▶ [Exercices]:
1. D'après le texte sur la course de Johann, quel pilote est resté presque toute la course à 0,2 derrière lui ?
2. Recopiez le passage du texte sur la course de Johann qui commence à « Notre Johann national, par » et se termine à « très bien travaillé. ».
3. Poursuivez, s'il vous plaît, le texte sur la course de Johann à partir de sa dernière phrase.

▶ [Document]:
◇ ◇ ◇ ◇ ◇ ◇ ◇

Notre Johann national, par contre, a fait un boulot de folie. Dès les essais, il a été vite et il a fait beaucoup, beaucoup de tours. Je pense que c’est lui qui a fait le plus de tours dans l’ensemble du week-end, parce que quand il sort, il ne fait quasiment pas d’arrêt. Et ça, je pense que c’est une grosse force par rapport aux autres qui font des petits runs. Parfois, ça paye un peu moins sur le classement de la séance, mais par contre, on emmagasine énormément d’infos sur les pneus et sur l’évolution de la moto tour par tour, et c’est très très important pour la course. Johann a été serein tout le week-end. Il a vraiment très très bien travaillé.

Je me faisais un peu de souci car vu les commentaires de Vinales et de Rossi après les essais de Brno, je pensais qu’ils avaient fait un gros pas en avant et qu’on allait souffrir. Or, que ce soit durant les séances libres ou en qualification, on était dans le coup. Et en course, il a fait ce que vous avez vu. Il a été très très fort car physiquement c’est un circuit qui est très difficile. Quand tu as quand même Rossi et Vinales, que tu as doublés, et qui sont à tes basques, surtout Vinales qui est resté presque toute la course à 0,2, et ce sont quand même des prédateurs, et que tu es à fond absolu, la moindre petite erreur, et c’est facile d’en faire avec les freinages appuyés en bout de lignes droites, et bien tu te fais bouffer. Johann n’a pas baissé les bras, il a fait la course dans un rythme incroyable mais constant, il ne s’est jamais retourné, et à l’arrivée, il nous a dit qu’il aurait peut-être pu, en prenant un peu plus de risques quitte à faire quelques petites erreurs, essayer d’aller chercher Lorenzo. Mais il s’est dit qu’avec la moindre erreur, il se faisait bouffer par Vinales et peut-être Rossi. Donc il a préféré bétonner l’affaire et garder les deux Factory derrière que de tenter d’aller chercher Lorenzo. Il a vraiment fait une très très belle course parce que, certes je ne connais pas la réalité des problèmes des Factory et j’ai vu que Vinales voulait se concentrer sur ce qu’il avait au lieu de tester sans arrêt des choses différentes, mais ils ont quand même validé un paquet de choses, que ce soit en aéro, en suspensions, en moteur ils ne sont pas plus mal que nous. Je ne veux pas porter de jugement, mais je pense que notre avantage est peut-être de ne pas avoir à se poser de questions, et d’avoir un matériel qui est figé donc de se dire qu’il faut faire avec au lieu de faire des contre-essais de ci et de ça. Par exemple, le fait d’avoir fait autant de tours nous a permis de manière quasi certaine à 98% d’être sûrs de partir en soft à l’avant et à l’arrière. Ce n’était pas un coup de poker ! On a fait une fois et demie la course avec les avant et on a fait la course complète avec l’arrière. On ne partait pas dans l’inconnu et ce n’était pas un coup de poker pour flamber en début de course. Pas du tout !

◇ ◇ ◇ ◇ ◇ ◇ ◇

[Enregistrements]
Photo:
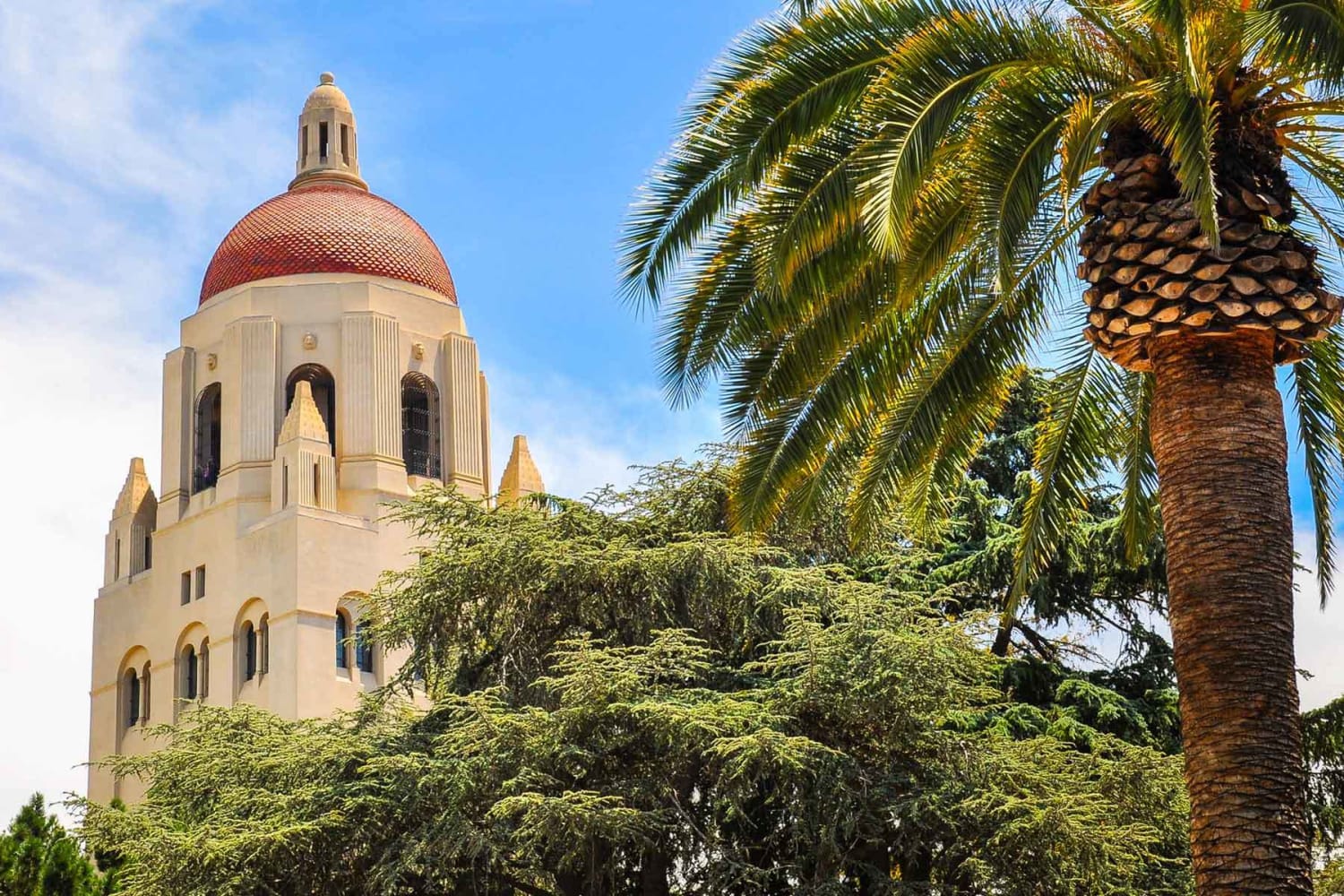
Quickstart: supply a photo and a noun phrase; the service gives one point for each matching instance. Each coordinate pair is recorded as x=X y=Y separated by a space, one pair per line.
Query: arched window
x=209 y=425
x=263 y=643
x=419 y=426
x=249 y=645
x=132 y=685
x=341 y=640
x=190 y=672
x=363 y=648
x=204 y=668
x=324 y=395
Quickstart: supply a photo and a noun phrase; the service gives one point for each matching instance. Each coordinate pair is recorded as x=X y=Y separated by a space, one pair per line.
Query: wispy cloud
x=113 y=172
x=583 y=437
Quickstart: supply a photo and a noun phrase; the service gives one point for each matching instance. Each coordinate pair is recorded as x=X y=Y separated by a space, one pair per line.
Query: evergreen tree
x=39 y=858
x=629 y=700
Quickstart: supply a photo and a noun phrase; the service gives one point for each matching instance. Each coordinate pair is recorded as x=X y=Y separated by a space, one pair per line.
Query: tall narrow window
x=363 y=648
x=209 y=426
x=144 y=697
x=249 y=638
x=419 y=426
x=263 y=645
x=341 y=638
x=188 y=672
x=324 y=395
x=132 y=685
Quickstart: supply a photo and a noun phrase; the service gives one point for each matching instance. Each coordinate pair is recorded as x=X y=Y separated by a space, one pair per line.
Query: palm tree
x=863 y=234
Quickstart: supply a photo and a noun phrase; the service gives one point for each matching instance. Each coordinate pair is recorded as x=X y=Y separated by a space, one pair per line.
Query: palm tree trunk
x=1222 y=462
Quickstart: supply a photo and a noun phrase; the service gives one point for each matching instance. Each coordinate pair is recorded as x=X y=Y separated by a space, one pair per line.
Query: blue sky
x=134 y=134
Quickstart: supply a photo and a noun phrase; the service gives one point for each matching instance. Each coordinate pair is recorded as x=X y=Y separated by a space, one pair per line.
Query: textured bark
x=1222 y=462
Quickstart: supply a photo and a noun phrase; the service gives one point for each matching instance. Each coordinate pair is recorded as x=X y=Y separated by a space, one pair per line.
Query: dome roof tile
x=327 y=228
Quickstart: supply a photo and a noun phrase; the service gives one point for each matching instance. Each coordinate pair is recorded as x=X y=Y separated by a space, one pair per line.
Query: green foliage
x=866 y=225
x=631 y=700
x=39 y=858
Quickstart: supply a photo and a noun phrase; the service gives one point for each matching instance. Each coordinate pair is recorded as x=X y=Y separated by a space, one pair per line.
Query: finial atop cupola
x=328 y=150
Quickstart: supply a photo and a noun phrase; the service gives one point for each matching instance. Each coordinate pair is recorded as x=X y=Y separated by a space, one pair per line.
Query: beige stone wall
x=288 y=564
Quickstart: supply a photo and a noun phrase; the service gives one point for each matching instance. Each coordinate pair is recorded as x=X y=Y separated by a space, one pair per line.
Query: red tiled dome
x=327 y=228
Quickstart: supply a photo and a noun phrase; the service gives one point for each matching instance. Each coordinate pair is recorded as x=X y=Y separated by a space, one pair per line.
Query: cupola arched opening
x=324 y=395
x=419 y=426
x=209 y=426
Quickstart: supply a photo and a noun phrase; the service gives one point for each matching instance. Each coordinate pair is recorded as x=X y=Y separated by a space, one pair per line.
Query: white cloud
x=583 y=437
x=110 y=183
x=1319 y=633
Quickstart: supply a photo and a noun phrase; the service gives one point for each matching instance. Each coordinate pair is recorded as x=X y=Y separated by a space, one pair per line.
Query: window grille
x=419 y=426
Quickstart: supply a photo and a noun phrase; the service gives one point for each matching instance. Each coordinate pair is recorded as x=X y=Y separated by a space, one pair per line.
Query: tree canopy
x=38 y=857
x=628 y=699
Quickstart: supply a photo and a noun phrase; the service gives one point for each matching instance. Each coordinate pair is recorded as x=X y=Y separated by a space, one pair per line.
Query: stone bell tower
x=325 y=373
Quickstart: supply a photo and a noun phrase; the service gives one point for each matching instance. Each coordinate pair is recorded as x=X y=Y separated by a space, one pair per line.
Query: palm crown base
x=1153 y=271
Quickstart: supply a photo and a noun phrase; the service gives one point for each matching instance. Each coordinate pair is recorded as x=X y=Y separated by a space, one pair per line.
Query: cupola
x=328 y=148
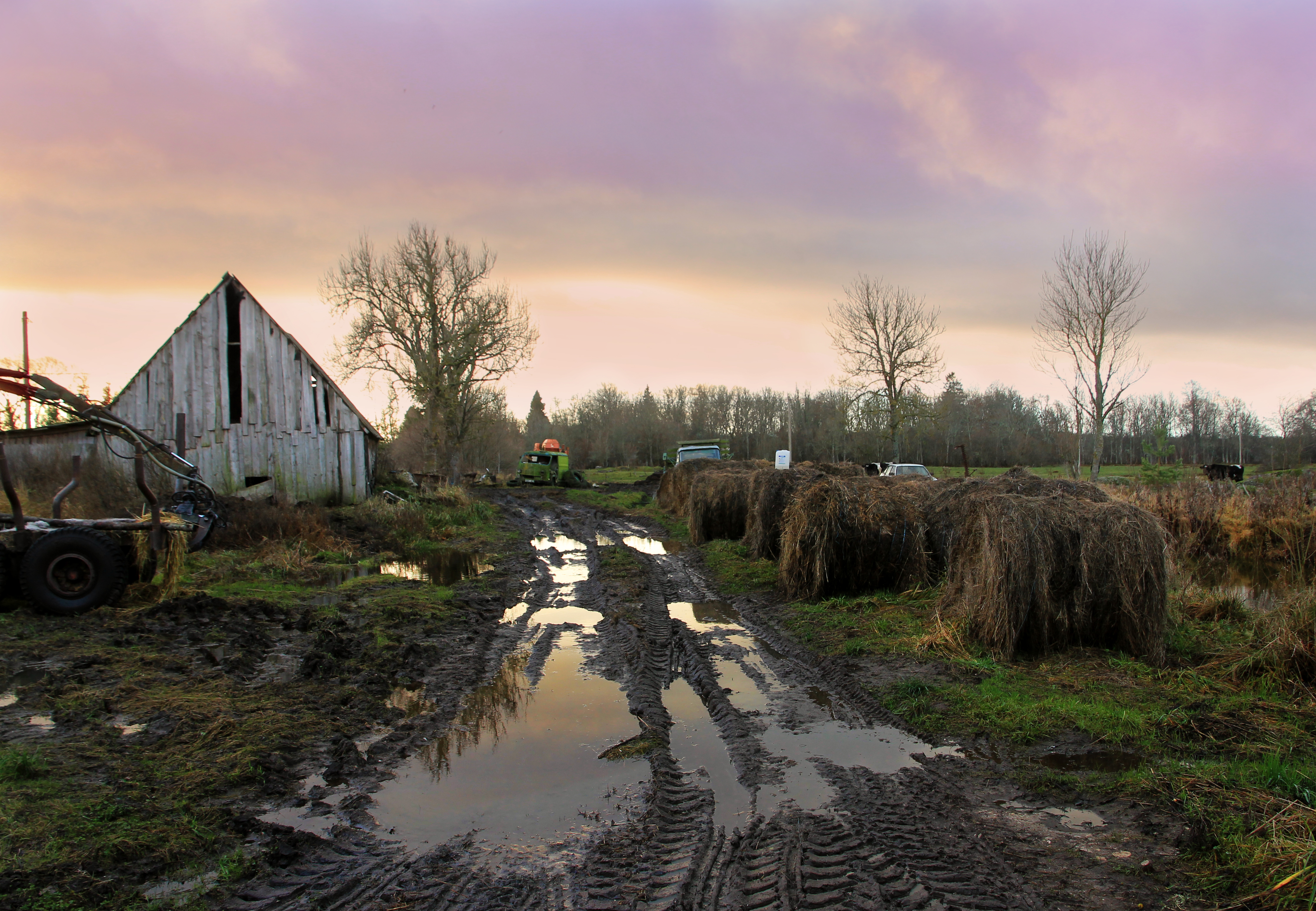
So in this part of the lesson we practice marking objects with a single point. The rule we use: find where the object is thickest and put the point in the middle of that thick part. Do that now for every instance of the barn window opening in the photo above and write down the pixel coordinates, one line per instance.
(232, 301)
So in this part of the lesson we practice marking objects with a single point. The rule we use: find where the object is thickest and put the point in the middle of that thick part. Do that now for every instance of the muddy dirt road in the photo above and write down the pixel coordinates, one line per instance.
(620, 738)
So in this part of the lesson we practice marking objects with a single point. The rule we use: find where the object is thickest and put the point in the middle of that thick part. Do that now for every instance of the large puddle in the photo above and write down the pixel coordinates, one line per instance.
(522, 764)
(803, 723)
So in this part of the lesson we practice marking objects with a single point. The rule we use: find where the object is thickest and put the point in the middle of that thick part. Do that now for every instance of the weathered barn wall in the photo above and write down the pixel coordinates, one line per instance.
(257, 406)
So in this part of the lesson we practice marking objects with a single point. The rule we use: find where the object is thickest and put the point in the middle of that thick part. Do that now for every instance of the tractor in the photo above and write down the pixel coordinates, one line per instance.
(548, 465)
(68, 567)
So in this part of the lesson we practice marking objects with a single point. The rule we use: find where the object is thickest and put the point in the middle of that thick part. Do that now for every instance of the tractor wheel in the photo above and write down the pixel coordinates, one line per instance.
(73, 571)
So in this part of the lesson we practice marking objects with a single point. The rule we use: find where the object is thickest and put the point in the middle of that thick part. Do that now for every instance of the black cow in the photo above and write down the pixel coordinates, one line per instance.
(1222, 472)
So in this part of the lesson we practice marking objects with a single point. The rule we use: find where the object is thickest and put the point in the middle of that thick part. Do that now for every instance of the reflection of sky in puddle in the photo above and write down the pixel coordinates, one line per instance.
(576, 560)
(881, 749)
(410, 702)
(445, 567)
(566, 614)
(704, 615)
(519, 763)
(560, 543)
(652, 546)
(695, 743)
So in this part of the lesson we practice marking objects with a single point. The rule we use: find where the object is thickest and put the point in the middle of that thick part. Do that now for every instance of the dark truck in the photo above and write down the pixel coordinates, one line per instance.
(689, 449)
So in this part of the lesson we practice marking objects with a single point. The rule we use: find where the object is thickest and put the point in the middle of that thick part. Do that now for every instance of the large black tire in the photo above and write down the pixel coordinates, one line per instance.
(73, 571)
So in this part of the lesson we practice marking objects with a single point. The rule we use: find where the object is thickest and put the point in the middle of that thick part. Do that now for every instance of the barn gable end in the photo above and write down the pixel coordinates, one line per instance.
(257, 406)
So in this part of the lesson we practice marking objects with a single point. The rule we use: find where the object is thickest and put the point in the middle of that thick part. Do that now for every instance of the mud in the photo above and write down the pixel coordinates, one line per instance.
(599, 730)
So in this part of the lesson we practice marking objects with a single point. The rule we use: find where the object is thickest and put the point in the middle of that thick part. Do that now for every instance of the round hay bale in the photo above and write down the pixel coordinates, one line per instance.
(849, 535)
(957, 501)
(1047, 573)
(674, 489)
(718, 505)
(770, 493)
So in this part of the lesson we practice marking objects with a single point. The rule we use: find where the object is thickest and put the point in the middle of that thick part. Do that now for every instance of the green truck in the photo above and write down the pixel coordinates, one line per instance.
(548, 465)
(689, 449)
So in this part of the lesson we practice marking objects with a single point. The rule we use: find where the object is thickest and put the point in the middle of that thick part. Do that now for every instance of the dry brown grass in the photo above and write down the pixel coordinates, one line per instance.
(1275, 521)
(851, 535)
(1046, 573)
(250, 524)
(835, 469)
(674, 489)
(718, 506)
(106, 490)
(957, 499)
(770, 493)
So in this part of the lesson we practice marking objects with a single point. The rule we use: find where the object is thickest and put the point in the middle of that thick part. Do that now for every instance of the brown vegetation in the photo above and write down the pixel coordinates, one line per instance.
(252, 523)
(835, 469)
(674, 489)
(718, 505)
(104, 490)
(1046, 573)
(849, 535)
(1273, 522)
(770, 493)
(955, 501)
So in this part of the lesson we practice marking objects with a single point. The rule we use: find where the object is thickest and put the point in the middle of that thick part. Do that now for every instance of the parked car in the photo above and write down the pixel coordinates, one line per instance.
(894, 469)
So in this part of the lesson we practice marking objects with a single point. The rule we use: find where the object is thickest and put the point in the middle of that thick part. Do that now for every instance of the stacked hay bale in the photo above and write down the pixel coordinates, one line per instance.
(770, 492)
(674, 489)
(1044, 573)
(956, 498)
(718, 505)
(851, 535)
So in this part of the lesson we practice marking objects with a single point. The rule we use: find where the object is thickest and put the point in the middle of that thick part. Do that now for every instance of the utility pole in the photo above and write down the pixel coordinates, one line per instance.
(27, 369)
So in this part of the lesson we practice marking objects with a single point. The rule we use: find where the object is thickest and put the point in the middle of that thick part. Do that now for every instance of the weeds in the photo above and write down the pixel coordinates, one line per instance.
(21, 765)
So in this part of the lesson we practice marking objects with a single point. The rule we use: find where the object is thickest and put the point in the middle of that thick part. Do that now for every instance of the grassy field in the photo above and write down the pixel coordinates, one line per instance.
(629, 476)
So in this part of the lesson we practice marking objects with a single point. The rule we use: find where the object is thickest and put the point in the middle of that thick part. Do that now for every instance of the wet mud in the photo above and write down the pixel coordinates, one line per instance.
(599, 730)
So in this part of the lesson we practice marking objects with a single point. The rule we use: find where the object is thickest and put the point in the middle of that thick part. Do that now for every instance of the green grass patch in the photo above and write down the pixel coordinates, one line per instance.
(619, 476)
(632, 503)
(736, 571)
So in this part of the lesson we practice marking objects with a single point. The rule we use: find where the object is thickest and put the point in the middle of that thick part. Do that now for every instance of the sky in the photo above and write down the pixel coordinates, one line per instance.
(679, 189)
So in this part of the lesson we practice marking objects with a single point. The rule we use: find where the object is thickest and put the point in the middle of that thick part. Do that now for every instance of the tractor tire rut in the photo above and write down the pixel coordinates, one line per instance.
(905, 839)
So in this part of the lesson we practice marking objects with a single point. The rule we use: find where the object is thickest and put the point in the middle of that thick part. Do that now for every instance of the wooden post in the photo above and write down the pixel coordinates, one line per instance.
(57, 506)
(20, 526)
(27, 369)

◇ ◇ ◇ ◇ ◇ ◇ ◇

▶ [Réponses attendues]:
1. Vinales.

2.
Notre Johann national, par contre, a fait un boulot de folie. Dès les essais, il a été vite et il a fait beaucoup, beaucoup de tours. Je pense que c’est lui qui a fait le plus de tours dans l’ensemble du week-end, parce que quand il sort, il ne fait quasiment pas d’arrêt. Et ça, je pense que c’est une grosse force par rapport aux autres qui font des petits runs. Parfois, ça paye un peu moins sur le classement de la séance, mais par contre, on emmagasine énormément d’infos sur les pneus et sur l’évolution de la moto tour par tour, et c’est très très important pour la course. Johann a été serein tout le week-end. Il a vraiment très très bien travaillé.

3.
À l’inverse, les pilotes officiels ont essayé des soft, des médium et des hard, avant de recommencer. C’est clair qu’à un moment donné, trop d’infos et trop de tests tuent les infos et les tests. Comme la température avait relativement beaucoup monté entre 13 heures et 14 heures sur la grille, beaucoup de pilotes ont hésité et se sont dit, coup classique, « il fait plus chaud, on met du hard ». Et encore une fois, certains nous ont regardés sur la grille en souriant, en se disant que Zarco allait encore faire un coup de bluff en début de course avant de le payer en deuxième partie de course. Et bien écoutez, il a fait le meilleur tour en course qui est aussi le record du tour, et surtout il finit cinquième après une superbe course. Au niveau physique et mental, c’était une course qui était très longue, et il l’a très bien gérée. Mais on n’est pas là pour bomber le torse et dire qu’on est plus fort que les Factory. Non, on n’est pas plus fort que les Factory mais peut-être que par rapport à tous leurs essais, notre travail est plus simple. « Trop embrasse mal étreint ». »

Nous sommes donc très heureux du Grand Prix d’Autriche tout en étant un peu déçus que Folger n’ait pas eu la même vélocité, et j’ai une confiance absolue dans le potentiel de mes deux pilotes. Et je suis sûr que l’on va encore faire des supers trucs, et avec, et avec l’autre. »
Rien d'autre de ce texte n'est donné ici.